Discussion:
Advice for storing retail product data on Wikidata or a self-hosted Wikibase instance
(too old to reply)
Abe Voelker
2018-09-19 19:49:24 UTC
Permalink
Hello,

I was checking out Wikidata and was wondering if it would be a good fit for
a website I wanted to make to crowdsource data about retail products,
storing properties like product name, description, UPC/GTIN, MPN,
manufacturer, color, size, and so on.

I take it that due to Wikidata's Wikipedia notability requirement I'd have
to operate my own Wikibase instance separate from Wikidata? In that case,
is it still possible to integrate with Wikidata's ontologies, or do I have
to have my own completely separate ontology from scratch (I'd hate to have
to reinvent the real basic properties and constraints)? Are there similar
projects I could look at to get an idea how to partially-fork Wikidata in
this way?

Another thing I'm wondering about is how I would integrate data that
wouldn't necessarily fit into the product data ontology, like customer
reviews of the product, or sale offers (offers having their own properties
like price, availability, condition, and hyperlink to seller's site) -
things that aren't inherent characteristics of the item and change often. I
was wondering if it would be easier to have a "wrapper" website that stores
this data separate, while still integrating with the core product data from
Wikibase. Does anyone have any experience or references to projects doing
an integration like that? I'm wondering what the easiest way to integrate
the two would be - connect directly to the MySQL database, sync databases
with hooks, SPARQL, etc.

Objectives:
1) In the forum post on storing retail product data, edit the portion between "Abe Voelker" and "size, and so on.", inclusive, so that "crowdsource" becomes "gather".
2) Carry on the forum post about storing retail product data, starting right after its final sentence.

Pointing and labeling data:

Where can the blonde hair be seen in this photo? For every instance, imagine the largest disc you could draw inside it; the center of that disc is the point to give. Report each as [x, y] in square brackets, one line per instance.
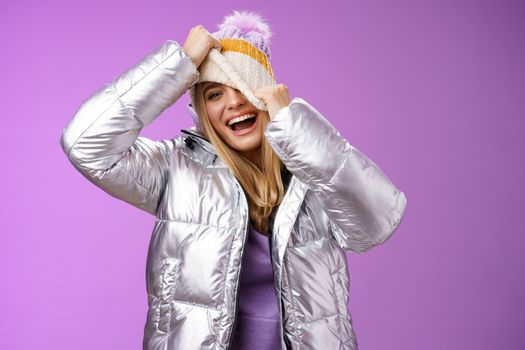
[263, 186]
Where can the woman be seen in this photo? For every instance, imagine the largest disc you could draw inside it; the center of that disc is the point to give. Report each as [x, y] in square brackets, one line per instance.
[255, 205]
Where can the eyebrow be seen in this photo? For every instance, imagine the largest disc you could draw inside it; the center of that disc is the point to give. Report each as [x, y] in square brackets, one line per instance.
[210, 86]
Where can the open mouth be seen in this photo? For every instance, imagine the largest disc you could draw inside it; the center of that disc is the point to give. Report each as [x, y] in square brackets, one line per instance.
[243, 124]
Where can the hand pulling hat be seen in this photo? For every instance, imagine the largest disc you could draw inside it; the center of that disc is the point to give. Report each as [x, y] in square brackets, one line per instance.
[244, 62]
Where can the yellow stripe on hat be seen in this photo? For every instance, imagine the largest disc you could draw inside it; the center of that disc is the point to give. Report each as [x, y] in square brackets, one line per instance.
[244, 47]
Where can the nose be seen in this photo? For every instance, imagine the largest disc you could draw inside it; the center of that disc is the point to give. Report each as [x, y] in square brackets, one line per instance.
[235, 98]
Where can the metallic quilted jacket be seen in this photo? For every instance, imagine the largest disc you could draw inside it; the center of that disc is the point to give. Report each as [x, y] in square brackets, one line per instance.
[337, 200]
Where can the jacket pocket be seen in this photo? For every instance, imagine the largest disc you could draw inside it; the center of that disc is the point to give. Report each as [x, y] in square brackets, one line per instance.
[167, 275]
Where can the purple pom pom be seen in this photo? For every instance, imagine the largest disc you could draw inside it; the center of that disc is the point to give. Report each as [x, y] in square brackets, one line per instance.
[246, 22]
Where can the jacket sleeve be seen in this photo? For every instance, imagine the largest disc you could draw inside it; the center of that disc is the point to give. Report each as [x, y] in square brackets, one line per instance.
[102, 139]
[363, 205]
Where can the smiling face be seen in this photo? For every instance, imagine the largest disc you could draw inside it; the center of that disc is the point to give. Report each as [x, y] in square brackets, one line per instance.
[234, 118]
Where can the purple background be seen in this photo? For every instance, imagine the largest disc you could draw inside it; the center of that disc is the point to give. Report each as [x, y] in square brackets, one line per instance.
[432, 91]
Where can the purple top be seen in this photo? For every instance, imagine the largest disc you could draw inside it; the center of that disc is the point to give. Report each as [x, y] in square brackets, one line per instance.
[258, 317]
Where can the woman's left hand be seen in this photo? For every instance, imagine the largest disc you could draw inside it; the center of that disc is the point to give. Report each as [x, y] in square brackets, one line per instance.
[275, 97]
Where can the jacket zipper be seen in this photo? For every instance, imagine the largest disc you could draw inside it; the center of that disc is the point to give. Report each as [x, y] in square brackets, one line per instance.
[246, 225]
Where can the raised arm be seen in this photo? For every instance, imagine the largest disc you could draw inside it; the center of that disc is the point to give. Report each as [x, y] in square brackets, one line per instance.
[102, 140]
[363, 205]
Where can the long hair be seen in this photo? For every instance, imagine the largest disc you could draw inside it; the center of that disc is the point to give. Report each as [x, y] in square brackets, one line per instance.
[263, 186]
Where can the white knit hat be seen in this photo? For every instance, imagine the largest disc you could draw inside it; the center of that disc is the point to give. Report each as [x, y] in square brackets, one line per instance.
[244, 62]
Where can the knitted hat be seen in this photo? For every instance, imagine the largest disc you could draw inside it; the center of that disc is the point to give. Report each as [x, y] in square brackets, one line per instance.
[244, 62]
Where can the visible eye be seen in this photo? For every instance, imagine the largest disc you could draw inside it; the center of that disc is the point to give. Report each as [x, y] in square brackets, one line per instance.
[212, 95]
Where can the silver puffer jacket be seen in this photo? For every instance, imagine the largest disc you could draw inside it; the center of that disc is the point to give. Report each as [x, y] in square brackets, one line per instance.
[337, 200]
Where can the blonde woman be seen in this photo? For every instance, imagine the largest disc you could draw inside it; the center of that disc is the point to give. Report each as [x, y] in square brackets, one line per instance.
[255, 205]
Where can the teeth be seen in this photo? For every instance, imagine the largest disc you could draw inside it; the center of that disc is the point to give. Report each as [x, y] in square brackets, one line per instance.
[241, 118]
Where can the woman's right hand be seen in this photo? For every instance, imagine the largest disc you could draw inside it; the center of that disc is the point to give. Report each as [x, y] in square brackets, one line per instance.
[198, 43]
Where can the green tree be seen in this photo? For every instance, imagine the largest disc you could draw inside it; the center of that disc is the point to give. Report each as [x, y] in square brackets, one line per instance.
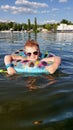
[66, 21]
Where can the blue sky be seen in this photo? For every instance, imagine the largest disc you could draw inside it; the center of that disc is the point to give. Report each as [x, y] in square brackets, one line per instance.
[44, 10]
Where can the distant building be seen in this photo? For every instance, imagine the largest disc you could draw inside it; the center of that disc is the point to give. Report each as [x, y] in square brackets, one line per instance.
[65, 28]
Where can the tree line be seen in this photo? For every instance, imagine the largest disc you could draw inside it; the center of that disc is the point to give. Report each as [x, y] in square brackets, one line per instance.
[18, 27]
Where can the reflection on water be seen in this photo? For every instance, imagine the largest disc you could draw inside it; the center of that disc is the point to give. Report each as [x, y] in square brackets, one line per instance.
[37, 102]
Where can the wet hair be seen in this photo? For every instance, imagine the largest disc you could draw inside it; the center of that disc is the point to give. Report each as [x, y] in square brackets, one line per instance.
[31, 43]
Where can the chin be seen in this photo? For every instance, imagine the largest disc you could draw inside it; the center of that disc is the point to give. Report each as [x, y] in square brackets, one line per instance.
[33, 59]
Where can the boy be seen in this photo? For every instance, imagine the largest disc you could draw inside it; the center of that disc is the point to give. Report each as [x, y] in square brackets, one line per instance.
[32, 53]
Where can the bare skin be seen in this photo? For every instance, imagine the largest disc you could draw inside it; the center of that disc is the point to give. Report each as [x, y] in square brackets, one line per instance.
[52, 68]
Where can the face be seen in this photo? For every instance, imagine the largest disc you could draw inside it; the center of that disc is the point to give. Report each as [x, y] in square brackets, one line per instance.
[32, 53]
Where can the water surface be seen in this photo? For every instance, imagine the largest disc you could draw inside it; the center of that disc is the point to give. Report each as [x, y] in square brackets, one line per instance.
[43, 102]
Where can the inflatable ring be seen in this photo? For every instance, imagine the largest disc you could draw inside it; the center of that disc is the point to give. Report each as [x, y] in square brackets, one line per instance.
[26, 66]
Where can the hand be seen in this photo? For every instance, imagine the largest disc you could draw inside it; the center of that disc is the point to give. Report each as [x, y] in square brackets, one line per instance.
[11, 71]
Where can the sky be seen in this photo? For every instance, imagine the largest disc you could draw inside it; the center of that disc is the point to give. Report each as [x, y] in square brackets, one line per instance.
[46, 11]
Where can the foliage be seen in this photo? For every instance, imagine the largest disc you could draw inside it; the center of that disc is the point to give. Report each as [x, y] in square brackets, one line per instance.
[29, 26]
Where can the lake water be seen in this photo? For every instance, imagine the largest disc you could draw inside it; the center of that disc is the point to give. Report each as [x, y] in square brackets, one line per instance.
[43, 102]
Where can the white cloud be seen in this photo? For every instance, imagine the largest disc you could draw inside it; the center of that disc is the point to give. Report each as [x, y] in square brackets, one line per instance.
[16, 10]
[55, 9]
[63, 1]
[31, 4]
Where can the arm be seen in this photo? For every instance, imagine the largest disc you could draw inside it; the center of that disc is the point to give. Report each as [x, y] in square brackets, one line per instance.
[56, 62]
[8, 60]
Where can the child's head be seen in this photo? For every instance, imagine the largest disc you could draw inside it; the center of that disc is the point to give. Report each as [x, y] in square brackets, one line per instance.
[32, 50]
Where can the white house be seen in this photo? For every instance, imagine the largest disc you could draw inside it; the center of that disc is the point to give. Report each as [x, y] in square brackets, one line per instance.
[65, 28]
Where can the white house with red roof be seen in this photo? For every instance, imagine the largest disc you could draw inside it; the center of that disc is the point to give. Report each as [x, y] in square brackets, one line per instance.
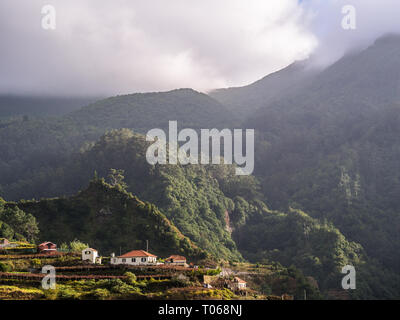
[176, 260]
[135, 257]
[90, 255]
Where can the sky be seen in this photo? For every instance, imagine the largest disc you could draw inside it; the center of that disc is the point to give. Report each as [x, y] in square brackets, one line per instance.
[102, 47]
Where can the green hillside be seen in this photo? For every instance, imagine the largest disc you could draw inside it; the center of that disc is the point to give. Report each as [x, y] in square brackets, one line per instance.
[109, 219]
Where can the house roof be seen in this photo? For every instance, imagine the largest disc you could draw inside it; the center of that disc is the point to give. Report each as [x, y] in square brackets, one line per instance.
[137, 253]
[175, 257]
[46, 243]
[237, 279]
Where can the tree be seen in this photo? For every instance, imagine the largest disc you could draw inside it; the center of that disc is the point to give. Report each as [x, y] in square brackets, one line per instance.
[77, 246]
[116, 178]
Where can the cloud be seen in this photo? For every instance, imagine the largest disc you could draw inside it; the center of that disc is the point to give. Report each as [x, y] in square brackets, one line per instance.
[120, 46]
[373, 19]
[103, 47]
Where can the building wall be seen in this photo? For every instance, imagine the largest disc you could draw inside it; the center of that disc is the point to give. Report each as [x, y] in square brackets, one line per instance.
[89, 255]
[128, 261]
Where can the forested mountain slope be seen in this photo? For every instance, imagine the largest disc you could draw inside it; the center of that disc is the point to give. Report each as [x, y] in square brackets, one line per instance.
[109, 219]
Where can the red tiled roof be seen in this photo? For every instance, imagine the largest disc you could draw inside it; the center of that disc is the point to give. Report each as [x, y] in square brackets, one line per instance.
[175, 257]
[46, 243]
[137, 253]
[239, 280]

The replies:
1)
Abe Voelker
2018-09-19 19:49:24 UTC
Permalink
Hello,

I was checking out Wikidata and was wondering if it would be a good fit for
a website I wanted to make to gather data about retail products,
storing properties like product name, description, UPC/GTIN, MPN,
manufacturer, color, size, and so on.

2)
Also, some of the data for this website I'd wish to populate by crawling
online retail stores and manufacturers and performing edits with a bot.
Some of these sites provide schema.org metadata, so I was wondering if that
makes integration with Wikidata/Wikibase any easier, or do I still have to
do some kind of manual mapping process between the two.

Thanks for your patience with this braindump as I'm new to Wikidata and
still trying to wrap my head around things. I did the Wikidata tutorials,
messed around with a local Wikibase install using Docker Compose, and a lot
of clicking around Wikidata and reading about ontologies but it feels like
I've just barely scratched the surface!

Thank you,
Abe Voelker
Maxime Lathuilière
2018-09-19 22:17:19 UTC
Permalink
Hello Abe and welcome!

I'm working on inventaire.io <https://inventaire.io>, which might be the
closest existing thing to what you're describing: for the needs of the
book sharing webapp, we maintain an open bibliographic database using
Wikidata vocabulary and extending Wikidata
<https://wiki.inventaire.io/wiki/Data?lang=en> for entries that don't
match the notability requirements and/or were automatically generated
from data found on the web and that couldn't be reconciled with existing
entities on Wikidata. We build edition data primarily around ISBNs,
which are part of GTINs. This wasn't built using Wikibase but with an
/ad hoc/ software (see repo <http://github.com/inventaire/inventaire/>)
as Wikibase federation wasn't ready at all when we started, and still
misses some critical pieces today, but we are considering moving the
bibliographic data in a dedicated federated Wikibase instance at some
point <https://github.com/inventaire/inventaire/issues/186>. The rest of
the data (users, inventories, transactions, maybe reviews
<https://trello.com/c/uwdkvGl1/114-book-reviews> in the future) would
keep their current form (documents in CouchDB databases without any
relation to the Wikidata data model).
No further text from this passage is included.